* [Data]
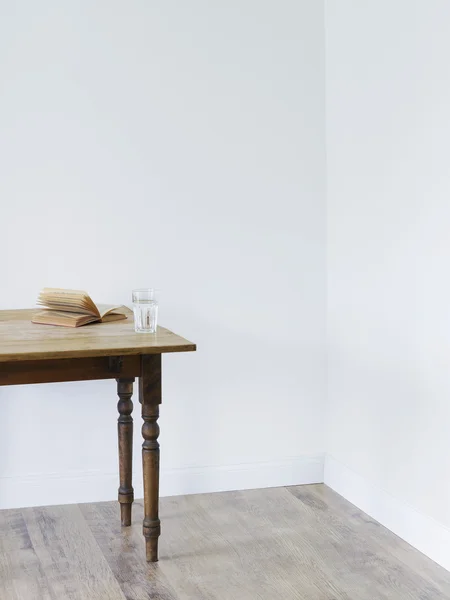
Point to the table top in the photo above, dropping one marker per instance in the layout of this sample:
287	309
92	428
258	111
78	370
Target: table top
20	339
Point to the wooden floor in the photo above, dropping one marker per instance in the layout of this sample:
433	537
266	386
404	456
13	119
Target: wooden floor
304	543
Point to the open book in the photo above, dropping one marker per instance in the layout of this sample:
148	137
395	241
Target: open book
73	308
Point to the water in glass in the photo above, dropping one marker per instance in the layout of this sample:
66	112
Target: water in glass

* [Assignment] The lines from the one containing "Target: open book" through the final line of the entries above are to be printed exactly, with nothing added.

* [Output of the task]
Target: open book
73	308
Point to the water in glass in the photo above, dropping one marker per instance in the layout of this sample:
66	112
Target: water in glass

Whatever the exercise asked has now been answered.